Text provided:
^^^^^^^^

Kleidarotrypa

Kleidarotrypa is Greek for keyhole. This blog is a keyhole to everything that is on its other side.

Tuesday, April 26, 2005

Tuesday's Image

Things

Yes, I am still here! It's been a while since the last post on kleidarotrypa. I've been busy with things, you know, things...(another way to say 'I've been lazy')

Μεγάλη Τρίτη (Good Tuesday) today for the Orthodox Christians. I am getting ready for Easter, which as you know, I am going to spend in Leicester. I received the powder to dye the eggs on Thusday. It's the fourth (I think) time I am doing it, so I am particularly confident for the result (but, please, do keep your fingers crossed). I am looking forward, also, to check the weather forecast for Sunday. BBC has a five day forecast, so I need to wait until tomorrow. This will define whether I am doing a big barbecue with a lot of friends, or just a nice indoor lunch. Hopefully the weather will be just right for outdoors. Although we are not going to have a whole barbecued lamb, I have planned various goodies for the day. Cheesepie, pasta al forno, cakes, salads and of course barbecued meat. Looking forward!!!

I did the corrections to the Malta's paper, sent it to Ross to review it and I am sending it off on Friday...and I did not manage to resist to the opportunity to go to Paris; so I submitted an abstract to the ICHIM as well. Oh, by the way, I changed my website. Do have a look.

Next week we start our advanced dance lessons (10 lessons in this class). Another thing to look forward to. Speaking of things, we need to find two new housemates for the summer (at least) if we want to stay in this place. I like this house very much; I would hate to leave it, just for things like this.

Tuesday, April 19, 2005

Tuesday's Image


July 1993. Me and Nektarios in our first ever trench in the Agora of Pella. At last, your dream comes true, my old friend.

Tuesday's News

So, Cardinal Ratzinger is the new Pope, who will be known as Pope Benedict XVI. No surprise here; the bookmakers were having him and Cardinal Ruini as the favourites. If Jean Paul II was the first Pope with a globalised funeral, Benedict XVI is the first with a globalised election. It is amazing, though, how important moments like this seem so cheap, when seen from the globalised mass media (the same way that media gives away importance to cheap things).

I got the feedback from the Mobile Learning conference. They accepted the paper, which is excellent news...Well, then I calculated the cost of registering, flying, staying and attending the conference in Malta and my smile faded...Anyone willing to sponsor me?

Speaking of good news, today I had some excellent news: Nektarios and Michalis passed the exams for archaeologists and they were accepted in the Archaeological Service of Greece!!! I am very happy for you guys, many congratulations!

^^^^^^^^

Outline labeling records:
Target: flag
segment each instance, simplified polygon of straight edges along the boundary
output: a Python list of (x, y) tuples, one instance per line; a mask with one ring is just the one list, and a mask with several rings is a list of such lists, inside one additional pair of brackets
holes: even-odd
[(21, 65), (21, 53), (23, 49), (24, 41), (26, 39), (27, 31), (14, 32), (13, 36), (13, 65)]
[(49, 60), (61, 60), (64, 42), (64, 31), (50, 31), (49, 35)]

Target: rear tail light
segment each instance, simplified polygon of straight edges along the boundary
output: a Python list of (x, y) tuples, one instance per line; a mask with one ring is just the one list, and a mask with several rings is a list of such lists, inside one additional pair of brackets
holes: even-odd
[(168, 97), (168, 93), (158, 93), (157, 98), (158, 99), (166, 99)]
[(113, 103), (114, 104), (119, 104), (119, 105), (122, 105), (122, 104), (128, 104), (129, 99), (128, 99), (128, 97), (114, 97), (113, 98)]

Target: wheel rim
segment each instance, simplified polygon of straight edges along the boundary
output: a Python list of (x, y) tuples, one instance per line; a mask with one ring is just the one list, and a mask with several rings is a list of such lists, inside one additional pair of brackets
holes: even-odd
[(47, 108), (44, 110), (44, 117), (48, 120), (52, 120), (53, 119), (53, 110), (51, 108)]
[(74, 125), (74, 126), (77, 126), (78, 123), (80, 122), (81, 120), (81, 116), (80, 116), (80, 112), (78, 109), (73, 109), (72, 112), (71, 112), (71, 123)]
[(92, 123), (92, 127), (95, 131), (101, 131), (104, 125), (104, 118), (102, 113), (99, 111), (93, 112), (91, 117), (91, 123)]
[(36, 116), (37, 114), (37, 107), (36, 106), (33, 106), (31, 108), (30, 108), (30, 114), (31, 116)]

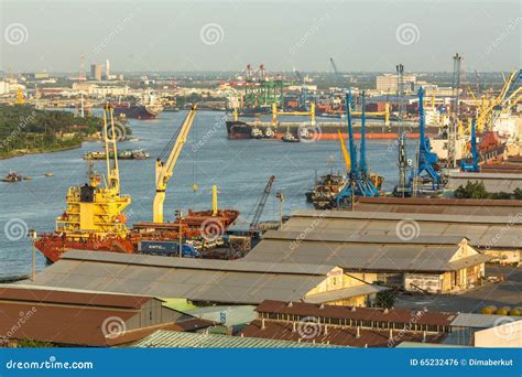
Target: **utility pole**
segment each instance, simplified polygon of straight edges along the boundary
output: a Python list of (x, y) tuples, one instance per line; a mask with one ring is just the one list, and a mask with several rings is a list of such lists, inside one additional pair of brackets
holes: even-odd
[(458, 128), (458, 95), (460, 89), (460, 61), (461, 56), (457, 53), (453, 57), (453, 119), (448, 128), (448, 168), (457, 168), (456, 144)]
[(281, 230), (283, 228), (283, 202), (284, 202), (284, 195), (280, 191), (275, 195), (275, 197), (279, 198), (279, 229)]
[(406, 136), (404, 119), (406, 112), (405, 93), (404, 93), (404, 65), (399, 64), (396, 67), (396, 97), (399, 105), (399, 193), (402, 197), (406, 191)]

^^^^^^^^

Written exercise 1:
In the blog, where does the writer plan to spend Easter?
Written exercise 2:
List every dish or food the blog names as planned for Easter day.
Rely only on the blog to answer.

Final result 1:
Leicester

Final result 2:
Cheesepie, pasta al forno, cakes, salads, barbecued meat